INSTRUCTIONS TO FOLLOW
Answer with one figure only, the number of lines below in which "burst" occurs.

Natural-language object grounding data
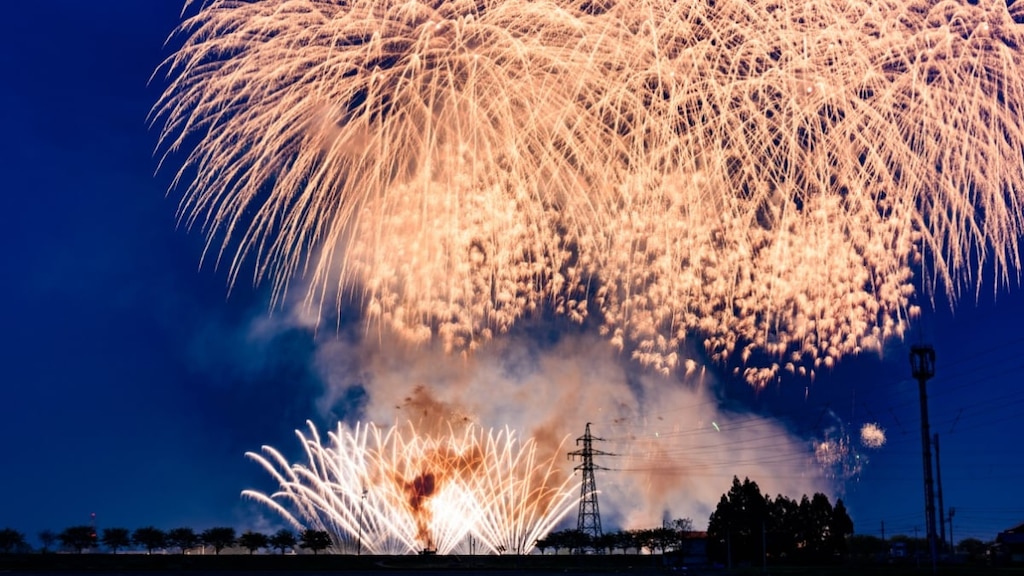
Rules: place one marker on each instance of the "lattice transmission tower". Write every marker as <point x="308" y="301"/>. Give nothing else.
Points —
<point x="589" y="521"/>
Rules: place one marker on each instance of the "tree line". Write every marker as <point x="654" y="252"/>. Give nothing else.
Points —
<point x="750" y="528"/>
<point x="81" y="538"/>
<point x="673" y="535"/>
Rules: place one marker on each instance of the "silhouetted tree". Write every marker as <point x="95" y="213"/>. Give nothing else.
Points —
<point x="219" y="538"/>
<point x="840" y="528"/>
<point x="253" y="541"/>
<point x="11" y="541"/>
<point x="78" y="538"/>
<point x="973" y="547"/>
<point x="735" y="528"/>
<point x="148" y="538"/>
<point x="48" y="538"/>
<point x="627" y="539"/>
<point x="183" y="538"/>
<point x="314" y="540"/>
<point x="283" y="539"/>
<point x="116" y="538"/>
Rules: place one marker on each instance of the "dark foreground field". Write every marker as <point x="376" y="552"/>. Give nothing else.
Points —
<point x="138" y="565"/>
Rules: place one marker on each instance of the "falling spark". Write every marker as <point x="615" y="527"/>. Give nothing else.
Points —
<point x="760" y="177"/>
<point x="871" y="436"/>
<point x="401" y="491"/>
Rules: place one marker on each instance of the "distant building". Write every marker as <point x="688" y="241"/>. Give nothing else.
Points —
<point x="1009" y="546"/>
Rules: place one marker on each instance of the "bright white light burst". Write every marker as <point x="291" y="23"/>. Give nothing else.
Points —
<point x="871" y="436"/>
<point x="762" y="176"/>
<point x="402" y="491"/>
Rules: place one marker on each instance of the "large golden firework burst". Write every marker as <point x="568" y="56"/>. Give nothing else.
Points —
<point x="764" y="176"/>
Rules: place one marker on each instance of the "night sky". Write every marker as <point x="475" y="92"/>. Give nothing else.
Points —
<point x="133" y="381"/>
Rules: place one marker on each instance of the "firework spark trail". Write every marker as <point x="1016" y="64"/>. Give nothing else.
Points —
<point x="398" y="491"/>
<point x="764" y="177"/>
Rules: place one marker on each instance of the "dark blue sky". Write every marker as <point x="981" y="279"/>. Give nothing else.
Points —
<point x="131" y="387"/>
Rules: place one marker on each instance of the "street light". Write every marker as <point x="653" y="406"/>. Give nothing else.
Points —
<point x="358" y="536"/>
<point x="923" y="368"/>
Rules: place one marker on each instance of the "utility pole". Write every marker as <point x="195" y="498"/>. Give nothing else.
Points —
<point x="952" y="546"/>
<point x="589" y="520"/>
<point x="938" y="483"/>
<point x="923" y="368"/>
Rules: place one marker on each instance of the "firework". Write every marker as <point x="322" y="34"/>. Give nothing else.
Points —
<point x="871" y="436"/>
<point x="762" y="177"/>
<point x="401" y="491"/>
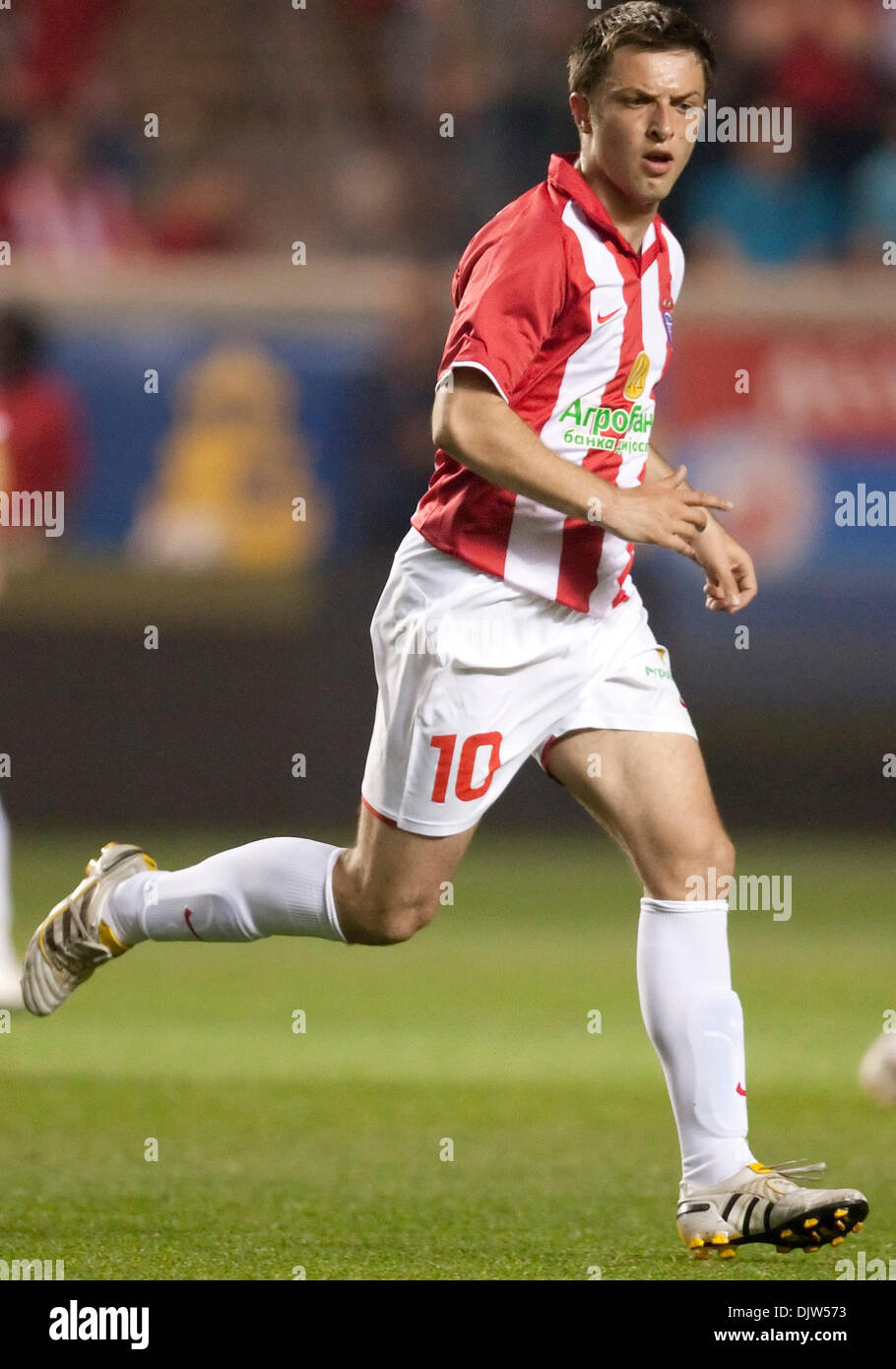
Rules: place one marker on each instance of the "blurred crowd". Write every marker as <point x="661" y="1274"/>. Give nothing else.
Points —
<point x="327" y="123"/>
<point x="270" y="123"/>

RESULT OF THE EXERCISE
2